* start *

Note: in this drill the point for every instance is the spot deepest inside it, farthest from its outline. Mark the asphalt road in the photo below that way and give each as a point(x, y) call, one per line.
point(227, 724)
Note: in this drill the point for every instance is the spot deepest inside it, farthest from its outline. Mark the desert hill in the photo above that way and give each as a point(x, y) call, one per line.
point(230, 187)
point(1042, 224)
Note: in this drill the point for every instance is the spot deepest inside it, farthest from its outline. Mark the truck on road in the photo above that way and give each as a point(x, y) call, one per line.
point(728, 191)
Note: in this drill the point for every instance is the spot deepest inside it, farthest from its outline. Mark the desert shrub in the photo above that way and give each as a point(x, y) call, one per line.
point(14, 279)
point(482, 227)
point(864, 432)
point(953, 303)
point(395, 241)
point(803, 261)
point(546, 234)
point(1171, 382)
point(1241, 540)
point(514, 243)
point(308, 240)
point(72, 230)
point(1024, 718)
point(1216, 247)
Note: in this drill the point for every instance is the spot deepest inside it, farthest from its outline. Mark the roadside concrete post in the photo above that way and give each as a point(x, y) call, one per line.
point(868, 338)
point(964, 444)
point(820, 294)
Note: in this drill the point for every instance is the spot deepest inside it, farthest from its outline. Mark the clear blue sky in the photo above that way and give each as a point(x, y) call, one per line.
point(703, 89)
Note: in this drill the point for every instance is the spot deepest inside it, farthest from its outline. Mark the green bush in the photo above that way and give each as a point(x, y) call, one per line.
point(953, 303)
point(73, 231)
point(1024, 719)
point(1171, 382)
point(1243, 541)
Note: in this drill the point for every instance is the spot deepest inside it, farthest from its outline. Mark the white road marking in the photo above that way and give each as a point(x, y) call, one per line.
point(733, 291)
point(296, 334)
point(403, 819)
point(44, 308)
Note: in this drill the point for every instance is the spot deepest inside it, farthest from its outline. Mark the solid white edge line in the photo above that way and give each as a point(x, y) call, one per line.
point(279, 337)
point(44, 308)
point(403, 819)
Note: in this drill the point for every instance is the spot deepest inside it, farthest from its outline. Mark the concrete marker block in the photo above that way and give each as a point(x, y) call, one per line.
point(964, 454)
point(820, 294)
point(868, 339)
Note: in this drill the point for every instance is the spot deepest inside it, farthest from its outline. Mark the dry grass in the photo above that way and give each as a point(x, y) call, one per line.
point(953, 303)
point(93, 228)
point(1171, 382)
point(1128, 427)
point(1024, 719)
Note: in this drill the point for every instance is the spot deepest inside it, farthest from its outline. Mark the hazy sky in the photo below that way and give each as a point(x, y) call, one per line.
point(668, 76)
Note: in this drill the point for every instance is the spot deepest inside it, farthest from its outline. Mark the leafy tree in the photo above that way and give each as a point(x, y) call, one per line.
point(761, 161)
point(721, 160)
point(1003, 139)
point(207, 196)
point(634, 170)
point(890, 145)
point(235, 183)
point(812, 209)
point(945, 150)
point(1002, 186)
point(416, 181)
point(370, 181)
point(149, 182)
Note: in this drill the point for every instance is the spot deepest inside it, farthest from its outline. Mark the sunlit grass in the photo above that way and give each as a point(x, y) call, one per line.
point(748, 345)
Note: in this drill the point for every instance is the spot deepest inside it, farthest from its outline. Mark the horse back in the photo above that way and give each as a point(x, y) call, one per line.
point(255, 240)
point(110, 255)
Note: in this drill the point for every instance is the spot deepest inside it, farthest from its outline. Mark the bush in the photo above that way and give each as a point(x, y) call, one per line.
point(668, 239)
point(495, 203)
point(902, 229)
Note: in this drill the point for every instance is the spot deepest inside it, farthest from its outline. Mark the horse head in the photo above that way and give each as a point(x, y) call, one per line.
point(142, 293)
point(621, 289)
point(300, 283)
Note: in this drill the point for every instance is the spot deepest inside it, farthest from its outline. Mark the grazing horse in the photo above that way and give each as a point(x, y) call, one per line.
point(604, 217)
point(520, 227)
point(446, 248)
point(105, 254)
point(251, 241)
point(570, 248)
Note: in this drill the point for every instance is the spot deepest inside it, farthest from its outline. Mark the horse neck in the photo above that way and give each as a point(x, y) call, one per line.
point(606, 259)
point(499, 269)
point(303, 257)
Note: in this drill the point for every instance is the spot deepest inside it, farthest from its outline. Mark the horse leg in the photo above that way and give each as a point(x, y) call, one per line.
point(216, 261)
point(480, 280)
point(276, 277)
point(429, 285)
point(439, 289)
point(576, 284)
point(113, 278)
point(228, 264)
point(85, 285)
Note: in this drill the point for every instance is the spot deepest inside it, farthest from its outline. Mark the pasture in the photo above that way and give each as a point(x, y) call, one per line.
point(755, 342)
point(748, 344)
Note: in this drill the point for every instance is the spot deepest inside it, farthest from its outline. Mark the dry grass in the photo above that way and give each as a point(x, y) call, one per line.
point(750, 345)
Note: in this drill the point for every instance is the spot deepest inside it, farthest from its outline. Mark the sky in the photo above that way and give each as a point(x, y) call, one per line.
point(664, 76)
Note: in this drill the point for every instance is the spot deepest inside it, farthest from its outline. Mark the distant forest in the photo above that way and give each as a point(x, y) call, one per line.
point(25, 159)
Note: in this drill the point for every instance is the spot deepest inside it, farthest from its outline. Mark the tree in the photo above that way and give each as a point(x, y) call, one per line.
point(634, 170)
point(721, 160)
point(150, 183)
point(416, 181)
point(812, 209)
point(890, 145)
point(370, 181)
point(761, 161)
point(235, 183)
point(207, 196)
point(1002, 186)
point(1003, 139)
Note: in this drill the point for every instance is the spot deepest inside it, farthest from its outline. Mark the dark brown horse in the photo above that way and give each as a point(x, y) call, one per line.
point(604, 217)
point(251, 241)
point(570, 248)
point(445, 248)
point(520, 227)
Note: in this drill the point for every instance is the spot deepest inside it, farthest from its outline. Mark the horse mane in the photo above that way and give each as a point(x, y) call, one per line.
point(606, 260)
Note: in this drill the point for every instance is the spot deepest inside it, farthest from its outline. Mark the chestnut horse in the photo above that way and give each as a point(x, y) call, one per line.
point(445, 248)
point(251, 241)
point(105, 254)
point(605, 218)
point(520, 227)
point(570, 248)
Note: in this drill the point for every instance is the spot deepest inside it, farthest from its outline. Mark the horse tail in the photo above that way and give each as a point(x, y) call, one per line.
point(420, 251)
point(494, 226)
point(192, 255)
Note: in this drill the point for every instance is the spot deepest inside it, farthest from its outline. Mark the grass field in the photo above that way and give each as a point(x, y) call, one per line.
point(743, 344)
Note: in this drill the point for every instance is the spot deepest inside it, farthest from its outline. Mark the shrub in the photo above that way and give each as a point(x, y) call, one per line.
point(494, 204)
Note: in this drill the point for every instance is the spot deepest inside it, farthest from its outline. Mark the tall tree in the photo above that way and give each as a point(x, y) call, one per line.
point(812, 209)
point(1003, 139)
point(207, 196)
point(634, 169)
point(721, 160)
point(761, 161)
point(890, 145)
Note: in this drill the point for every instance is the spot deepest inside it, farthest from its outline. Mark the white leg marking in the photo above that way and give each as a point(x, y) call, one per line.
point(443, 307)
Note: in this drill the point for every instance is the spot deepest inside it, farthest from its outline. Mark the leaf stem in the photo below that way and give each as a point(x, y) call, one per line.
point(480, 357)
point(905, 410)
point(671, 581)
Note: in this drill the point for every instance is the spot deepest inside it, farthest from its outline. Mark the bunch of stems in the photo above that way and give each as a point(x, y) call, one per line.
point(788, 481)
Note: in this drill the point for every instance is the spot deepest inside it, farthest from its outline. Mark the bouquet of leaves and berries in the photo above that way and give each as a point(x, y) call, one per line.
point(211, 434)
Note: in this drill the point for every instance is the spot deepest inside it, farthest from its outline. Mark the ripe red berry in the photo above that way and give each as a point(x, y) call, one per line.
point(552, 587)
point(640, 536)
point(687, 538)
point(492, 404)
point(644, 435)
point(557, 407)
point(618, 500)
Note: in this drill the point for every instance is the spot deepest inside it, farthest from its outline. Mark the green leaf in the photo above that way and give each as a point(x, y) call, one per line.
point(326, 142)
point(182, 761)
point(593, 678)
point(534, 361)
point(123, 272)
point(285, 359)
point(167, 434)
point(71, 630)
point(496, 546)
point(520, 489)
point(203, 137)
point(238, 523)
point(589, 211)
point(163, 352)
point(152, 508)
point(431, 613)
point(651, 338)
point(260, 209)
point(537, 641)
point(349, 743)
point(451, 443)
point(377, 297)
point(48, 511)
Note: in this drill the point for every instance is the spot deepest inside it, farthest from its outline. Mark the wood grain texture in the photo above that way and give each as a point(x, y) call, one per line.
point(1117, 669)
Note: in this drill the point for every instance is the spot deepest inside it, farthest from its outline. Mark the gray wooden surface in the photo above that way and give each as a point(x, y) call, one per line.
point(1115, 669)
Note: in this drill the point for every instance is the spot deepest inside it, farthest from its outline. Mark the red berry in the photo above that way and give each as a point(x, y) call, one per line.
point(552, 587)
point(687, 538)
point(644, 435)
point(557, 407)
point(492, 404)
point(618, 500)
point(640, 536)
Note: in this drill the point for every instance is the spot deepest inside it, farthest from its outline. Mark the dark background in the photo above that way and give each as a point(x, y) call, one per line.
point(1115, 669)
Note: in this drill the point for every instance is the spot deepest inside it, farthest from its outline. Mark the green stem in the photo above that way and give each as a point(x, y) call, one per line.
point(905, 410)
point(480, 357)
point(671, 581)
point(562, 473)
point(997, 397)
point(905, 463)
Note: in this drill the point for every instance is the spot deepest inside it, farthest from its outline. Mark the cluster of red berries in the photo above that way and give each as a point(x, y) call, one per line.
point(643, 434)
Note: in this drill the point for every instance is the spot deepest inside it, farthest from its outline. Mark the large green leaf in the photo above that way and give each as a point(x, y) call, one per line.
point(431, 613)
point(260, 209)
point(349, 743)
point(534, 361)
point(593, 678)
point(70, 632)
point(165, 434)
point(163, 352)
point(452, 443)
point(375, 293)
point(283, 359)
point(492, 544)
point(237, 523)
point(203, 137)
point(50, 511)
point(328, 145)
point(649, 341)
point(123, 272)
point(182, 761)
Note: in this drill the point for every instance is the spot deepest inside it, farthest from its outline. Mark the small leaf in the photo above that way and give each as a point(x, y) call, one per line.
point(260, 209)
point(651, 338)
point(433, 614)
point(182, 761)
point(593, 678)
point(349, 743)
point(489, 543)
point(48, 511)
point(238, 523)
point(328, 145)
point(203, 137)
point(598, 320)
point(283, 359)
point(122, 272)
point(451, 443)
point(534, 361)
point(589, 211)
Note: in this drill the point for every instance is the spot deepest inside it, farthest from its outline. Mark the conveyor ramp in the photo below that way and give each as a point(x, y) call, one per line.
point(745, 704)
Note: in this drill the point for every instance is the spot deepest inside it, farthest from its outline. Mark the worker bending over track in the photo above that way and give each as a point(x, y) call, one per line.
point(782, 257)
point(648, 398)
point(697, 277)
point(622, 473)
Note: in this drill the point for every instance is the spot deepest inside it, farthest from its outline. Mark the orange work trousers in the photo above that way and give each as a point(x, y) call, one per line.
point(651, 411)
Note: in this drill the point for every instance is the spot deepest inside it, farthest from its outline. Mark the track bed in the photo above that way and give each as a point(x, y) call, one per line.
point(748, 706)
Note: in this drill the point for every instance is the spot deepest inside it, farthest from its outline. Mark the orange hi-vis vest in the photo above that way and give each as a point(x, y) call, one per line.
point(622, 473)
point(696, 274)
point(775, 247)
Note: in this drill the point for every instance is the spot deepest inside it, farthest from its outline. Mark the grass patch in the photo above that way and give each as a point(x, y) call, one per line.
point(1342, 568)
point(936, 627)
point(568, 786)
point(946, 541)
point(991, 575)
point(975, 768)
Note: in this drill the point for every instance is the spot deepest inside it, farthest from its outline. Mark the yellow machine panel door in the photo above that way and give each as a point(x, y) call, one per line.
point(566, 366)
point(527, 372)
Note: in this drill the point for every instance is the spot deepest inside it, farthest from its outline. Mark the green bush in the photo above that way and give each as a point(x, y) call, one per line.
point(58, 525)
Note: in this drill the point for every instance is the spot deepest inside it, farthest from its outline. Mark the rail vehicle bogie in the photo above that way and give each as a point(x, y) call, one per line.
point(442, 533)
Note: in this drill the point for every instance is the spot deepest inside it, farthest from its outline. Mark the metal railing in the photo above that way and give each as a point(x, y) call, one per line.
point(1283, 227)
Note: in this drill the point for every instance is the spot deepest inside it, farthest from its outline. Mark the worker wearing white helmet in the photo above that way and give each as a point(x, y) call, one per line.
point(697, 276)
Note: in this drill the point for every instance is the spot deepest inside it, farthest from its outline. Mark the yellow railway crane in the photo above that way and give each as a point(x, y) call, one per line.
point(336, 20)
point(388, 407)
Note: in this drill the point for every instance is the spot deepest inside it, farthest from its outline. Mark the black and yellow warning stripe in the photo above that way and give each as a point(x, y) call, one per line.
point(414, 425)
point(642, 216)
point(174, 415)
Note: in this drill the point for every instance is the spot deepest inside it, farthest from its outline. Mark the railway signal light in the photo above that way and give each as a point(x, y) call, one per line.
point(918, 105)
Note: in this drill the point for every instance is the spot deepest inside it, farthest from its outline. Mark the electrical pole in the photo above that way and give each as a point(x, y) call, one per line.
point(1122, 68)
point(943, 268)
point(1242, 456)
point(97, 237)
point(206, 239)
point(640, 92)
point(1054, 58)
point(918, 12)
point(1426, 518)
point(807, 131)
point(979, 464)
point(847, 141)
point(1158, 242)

* end *

→ **REQUIRED WORK**
Copy the items word for word, starting with the line that contains "Mark the wood" and going on through the line that contains "point(905, 463)", both of those lines included.

→ **OUTPUT BELOW**
Note: in this drill the point for every instance is the spot deepest inside it, farthest from its outline. Mark the wood grain texture in the photo above that way and give each as a point(x, y) call, one per line.
point(1117, 669)
Note: in this drill the point for every instance is the spot deepest inside it, farthest from its outline. Mark the gray wooden surface in the photo above that way and give each as a point(x, y) call, one per line.
point(1115, 669)
Note: in this drill the point for every instance is the spot deepest inside it, farthest from its outline. Mark the red berry in the photo above that way and give each as a point(x, y) call, one per line.
point(552, 587)
point(687, 538)
point(644, 435)
point(557, 407)
point(492, 404)
point(618, 500)
point(640, 536)
Note: in this drill the point for every instance is the spot deepest inside it, farthest from its outline. Mark the dark background in the photo above that way and give each as a point(x, y) call, one per line.
point(1115, 669)
Note: in this drill the point for every instance is the spot deepest inside it, farthest from its outline. Mark the green stem in the photo above that way and give each as a point(x, y) call, one per line.
point(905, 410)
point(480, 357)
point(671, 581)
point(562, 473)
point(997, 397)
point(905, 463)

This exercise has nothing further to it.